_SOURCE_.
|---|

Former Yugoslav international Sasa Curcic, a £4 million midfielder four years ago, played 64 minutes at Ashton Gate yesterday before being replaced by Cheltenham Town's third-choice goalkeeper.

Steve Benbow, 18, and behind Steve Book and Shane Higgs in the Cheltenham pecking order, played wide on the left for 26 minutes of a seasonal debut he will remember all his life.

Curcic looked unfit and out of touch during Cheltenham reserves' 3-0 Avon Combination defeat by Bristol City reserves and was clearly conserving what energy he has got at the moment.

Manager Steve Cotterill has taken his lack of competitive football into account and has asked him to return for Wednesday's Combination match at Swindon Town.

"He hasn't played since July and he looks terribly, terribly unfit," Cotterill said.

"I've told him to go away and get himself into a pair of training shoes so that we can have another look at him next week.

"If he shows an improvement, it will show he has some self-motivation.

"He needs to show more, but it is difficult for him at the moment."

Curcic's adviser, Borko Krunic, said the former Partisan Belgrade, Bolton Wanderers, Aston Villa and Crystal Palace midfielder was well aware he was unfit.

"He's trying to come back and the Cheltenham situation arose through a London agent," he said.

"He didn't mind having a go to see how unfit he is. He has got to get back to fitness and it was nice for him to have the opportunity to play today.

"He needs games and he's on the road to recovering his appetite after the disappointments he had when he was at Crystal Palace."

Krunic said that Curcic lost money during his time with Crystal Palace.

Curcic dropped out of the first-team picture at the division one club about six months before he left the cash-strapped club in June 1999.

Krunic said: "Sasa's living in London and running round playing fields near Hendon football ground at the moment. This season he hasn't played at all.

"He went to Tranmere Rovers pre-season to train but he didn't fancy going up north."

|---|

_SUPPLIED ENTRIES_.
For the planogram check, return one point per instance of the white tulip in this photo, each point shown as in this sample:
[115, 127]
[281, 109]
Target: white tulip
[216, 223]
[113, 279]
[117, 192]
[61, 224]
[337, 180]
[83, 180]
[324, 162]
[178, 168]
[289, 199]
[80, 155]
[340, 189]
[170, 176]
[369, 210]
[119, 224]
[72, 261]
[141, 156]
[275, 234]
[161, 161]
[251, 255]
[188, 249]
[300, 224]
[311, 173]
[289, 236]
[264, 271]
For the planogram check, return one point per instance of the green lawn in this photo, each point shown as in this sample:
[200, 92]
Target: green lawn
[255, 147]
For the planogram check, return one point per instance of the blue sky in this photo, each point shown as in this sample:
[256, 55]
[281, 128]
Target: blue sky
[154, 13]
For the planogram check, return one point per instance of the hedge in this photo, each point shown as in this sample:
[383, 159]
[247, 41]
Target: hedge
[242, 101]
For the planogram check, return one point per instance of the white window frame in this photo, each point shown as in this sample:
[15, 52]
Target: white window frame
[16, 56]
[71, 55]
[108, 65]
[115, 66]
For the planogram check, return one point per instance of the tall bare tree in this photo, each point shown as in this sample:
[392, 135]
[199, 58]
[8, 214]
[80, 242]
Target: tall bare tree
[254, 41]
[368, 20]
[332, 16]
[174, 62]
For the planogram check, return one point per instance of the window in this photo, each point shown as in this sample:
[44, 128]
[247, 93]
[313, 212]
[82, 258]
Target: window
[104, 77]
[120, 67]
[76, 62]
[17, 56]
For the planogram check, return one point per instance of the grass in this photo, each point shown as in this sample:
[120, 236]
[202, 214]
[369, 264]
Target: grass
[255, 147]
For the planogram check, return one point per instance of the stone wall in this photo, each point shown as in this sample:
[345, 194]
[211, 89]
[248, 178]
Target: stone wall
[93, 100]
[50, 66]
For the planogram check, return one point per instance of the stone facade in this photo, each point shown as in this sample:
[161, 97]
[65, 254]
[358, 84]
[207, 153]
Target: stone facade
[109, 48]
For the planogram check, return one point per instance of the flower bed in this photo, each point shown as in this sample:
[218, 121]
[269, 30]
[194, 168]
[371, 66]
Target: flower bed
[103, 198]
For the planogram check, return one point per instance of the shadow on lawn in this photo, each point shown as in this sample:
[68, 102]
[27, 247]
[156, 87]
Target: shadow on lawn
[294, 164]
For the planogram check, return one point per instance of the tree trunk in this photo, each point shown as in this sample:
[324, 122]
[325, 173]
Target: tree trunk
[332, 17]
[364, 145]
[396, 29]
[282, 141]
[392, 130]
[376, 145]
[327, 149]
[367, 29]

|---|

_SET PROBLEM 1_.
Translate this sentence from the football report into Spanish: "Krunic said that Curcic lost money during his time with Crystal Palace."
_SET PROBLEM 2_.
Format the records from the line containing "of the shadow" through the last line of the records as a Markdown table with the columns No. and Entry, putting one line per row and skipping blank lines.

_OUTPUT 1_.
Krunic dijo que Curcic perdió dinero durante su etapa en el Crystal Palace.

_OUTPUT 2_.
| No. | Entry |
|---|---|
| 1 | For the planogram check, return one point per instance of the shadow on lawn in this photo, each point shown as in this sample: |
| 2 | [68, 102] |
| 3 | [27, 247] |
| 4 | [156, 87] |
| 5 | Target: shadow on lawn |
| 6 | [294, 164] |
| 7 | For the planogram check, return one point per instance of the tree trunk in this photo, each point shown as in this sample: |
| 8 | [324, 122] |
| 9 | [325, 173] |
| 10 | Target: tree trunk |
| 11 | [332, 17] |
| 12 | [364, 145] |
| 13 | [396, 29] |
| 14 | [282, 141] |
| 15 | [392, 130] |
| 16 | [376, 145] |
| 17 | [327, 149] |
| 18 | [367, 29] |